WRITTEN TASK - In the energy transformations text, what does electrical energy convert to in the kettle?

TEXT BLOCK -

━━━━━━━━

Energy transformations:

Coal power: chemical -> heat -> kinetic (turbine) -> electrical.
Wind turbine: kinetic (wind) -> kinetic (rotor) -> electrical.
Hydro: gravitational -> kinetic (falling water) -> kinetic (turbine) -> electrical.
Solar PV: light -> electrical (no moving parts).
Battery: chemical -> electrical.

Worked example 1 Energy chain for wind electricity

A wind turbine in Victoria powers a nearby home. Describe the energy transformations from wind to kettle.

Moving air has kinetic energy; it turns the turbine blades.
The rotor spins a generator coil inside a magnetic field.
Induction produces AC in the coil.
AC is transmitted (via transformers) to the home.
In the kettle, electrical energy converts to heat in the element.

Overall: kinetic (wind) -> kinetic (rotor) -> electrical -> thermal.

Practice: Year 9

Fluency

Basics

State the right-hand rule for a straight current-carrying wire.
Describe the magnetic field (a) inside and (b) outside a solenoid.
Give three uses of electromagnets.
State Faraday’s law in words.
What is the mains frequency in Australia?
Name three energy sources that drive AC generators in Australian power stations.

Reasoning

AC vs DC

List three differences between AC and DC.
Give one everyday example of each: AC source, DC source.
Why is AC used for mains power but DC inside a laptop?
Describe the function of an inverter in a home solar system.
A car battery is DC. Why does a car still need an “alternator” to generate AC, which is then converted to DC?

Problem solving

Apply the ideas

Draw and label a simple AC generator, showing magnet, coil, slip rings, and brushes. Indicate the direction of the induced current at one moment.

━━━━━━━━

PROVIDED RECORDS -
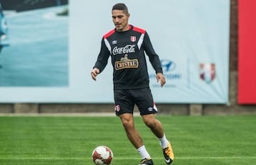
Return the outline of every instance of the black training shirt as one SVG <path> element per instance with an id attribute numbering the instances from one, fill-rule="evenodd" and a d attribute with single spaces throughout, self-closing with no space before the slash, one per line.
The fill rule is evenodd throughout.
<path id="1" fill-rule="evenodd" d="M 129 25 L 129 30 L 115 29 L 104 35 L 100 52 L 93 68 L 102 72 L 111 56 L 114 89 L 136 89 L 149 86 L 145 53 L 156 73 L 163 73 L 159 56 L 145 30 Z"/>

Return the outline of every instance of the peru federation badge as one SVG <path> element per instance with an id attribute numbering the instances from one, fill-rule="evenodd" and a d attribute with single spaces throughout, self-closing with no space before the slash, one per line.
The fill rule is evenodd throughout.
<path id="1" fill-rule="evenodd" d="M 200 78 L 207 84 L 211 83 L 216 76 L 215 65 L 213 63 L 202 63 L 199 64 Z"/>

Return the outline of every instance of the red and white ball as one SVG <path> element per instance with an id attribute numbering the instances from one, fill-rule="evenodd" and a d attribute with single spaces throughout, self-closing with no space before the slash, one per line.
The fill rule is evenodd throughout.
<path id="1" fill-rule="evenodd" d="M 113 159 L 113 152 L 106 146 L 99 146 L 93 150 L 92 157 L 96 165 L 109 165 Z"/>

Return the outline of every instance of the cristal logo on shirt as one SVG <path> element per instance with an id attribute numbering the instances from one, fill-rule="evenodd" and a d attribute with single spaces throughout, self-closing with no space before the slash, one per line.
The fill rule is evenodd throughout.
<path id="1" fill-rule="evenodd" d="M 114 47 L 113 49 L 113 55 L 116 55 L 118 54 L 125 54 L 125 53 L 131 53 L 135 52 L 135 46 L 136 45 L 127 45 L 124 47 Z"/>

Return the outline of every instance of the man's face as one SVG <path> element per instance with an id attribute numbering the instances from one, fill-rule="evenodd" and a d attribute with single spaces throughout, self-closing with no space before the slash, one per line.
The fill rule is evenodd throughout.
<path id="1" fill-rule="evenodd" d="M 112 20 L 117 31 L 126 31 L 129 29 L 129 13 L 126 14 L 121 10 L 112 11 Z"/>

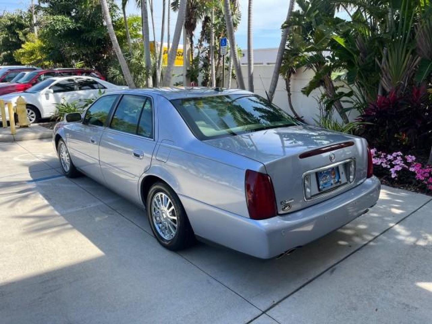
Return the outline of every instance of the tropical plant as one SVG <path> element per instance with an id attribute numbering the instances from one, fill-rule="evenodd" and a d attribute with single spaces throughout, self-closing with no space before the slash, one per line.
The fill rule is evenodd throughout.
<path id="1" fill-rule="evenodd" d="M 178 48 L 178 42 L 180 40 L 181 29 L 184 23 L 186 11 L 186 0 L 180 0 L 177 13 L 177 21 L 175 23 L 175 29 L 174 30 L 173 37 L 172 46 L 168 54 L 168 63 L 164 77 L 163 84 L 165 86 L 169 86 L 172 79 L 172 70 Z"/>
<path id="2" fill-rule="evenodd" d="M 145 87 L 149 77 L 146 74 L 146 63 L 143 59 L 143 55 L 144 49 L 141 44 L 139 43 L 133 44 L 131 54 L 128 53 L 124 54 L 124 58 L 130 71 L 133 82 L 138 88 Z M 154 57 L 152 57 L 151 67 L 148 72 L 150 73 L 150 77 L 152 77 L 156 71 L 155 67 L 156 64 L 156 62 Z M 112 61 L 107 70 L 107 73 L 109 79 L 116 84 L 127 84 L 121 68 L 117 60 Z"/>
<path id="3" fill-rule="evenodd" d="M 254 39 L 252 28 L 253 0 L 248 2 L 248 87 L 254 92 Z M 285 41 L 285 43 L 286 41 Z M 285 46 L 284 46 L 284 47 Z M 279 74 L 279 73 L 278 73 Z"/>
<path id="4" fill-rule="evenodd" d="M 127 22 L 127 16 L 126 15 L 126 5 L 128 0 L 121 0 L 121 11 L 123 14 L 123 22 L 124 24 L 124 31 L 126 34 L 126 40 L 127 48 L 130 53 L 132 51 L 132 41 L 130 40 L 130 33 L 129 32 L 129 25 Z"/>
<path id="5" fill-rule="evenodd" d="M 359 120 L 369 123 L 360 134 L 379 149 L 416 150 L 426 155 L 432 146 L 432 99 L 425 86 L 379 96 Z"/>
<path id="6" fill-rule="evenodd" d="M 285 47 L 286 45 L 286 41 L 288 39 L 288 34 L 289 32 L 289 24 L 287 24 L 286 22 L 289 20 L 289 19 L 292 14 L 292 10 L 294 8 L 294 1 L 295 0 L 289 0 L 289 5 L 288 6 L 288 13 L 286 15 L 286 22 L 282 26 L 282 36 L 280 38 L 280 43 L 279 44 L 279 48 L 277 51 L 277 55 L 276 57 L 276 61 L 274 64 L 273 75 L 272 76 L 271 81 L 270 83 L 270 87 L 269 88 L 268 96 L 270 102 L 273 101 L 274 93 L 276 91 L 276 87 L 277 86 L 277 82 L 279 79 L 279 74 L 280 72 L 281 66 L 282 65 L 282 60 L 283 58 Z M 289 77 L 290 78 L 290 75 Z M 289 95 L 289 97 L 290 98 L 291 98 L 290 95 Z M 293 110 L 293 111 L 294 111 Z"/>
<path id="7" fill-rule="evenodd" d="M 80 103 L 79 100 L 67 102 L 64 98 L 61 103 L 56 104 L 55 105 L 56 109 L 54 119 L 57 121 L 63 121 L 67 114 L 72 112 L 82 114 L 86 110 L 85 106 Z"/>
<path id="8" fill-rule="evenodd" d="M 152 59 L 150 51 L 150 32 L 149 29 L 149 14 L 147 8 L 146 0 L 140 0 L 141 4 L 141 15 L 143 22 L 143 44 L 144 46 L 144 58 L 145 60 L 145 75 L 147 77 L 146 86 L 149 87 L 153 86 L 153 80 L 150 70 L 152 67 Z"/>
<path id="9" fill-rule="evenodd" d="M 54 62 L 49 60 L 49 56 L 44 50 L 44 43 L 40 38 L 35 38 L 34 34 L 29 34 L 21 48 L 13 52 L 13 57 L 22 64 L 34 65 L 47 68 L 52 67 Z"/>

━━━━━━━━

FINISHED ANSWER - Heat in the element.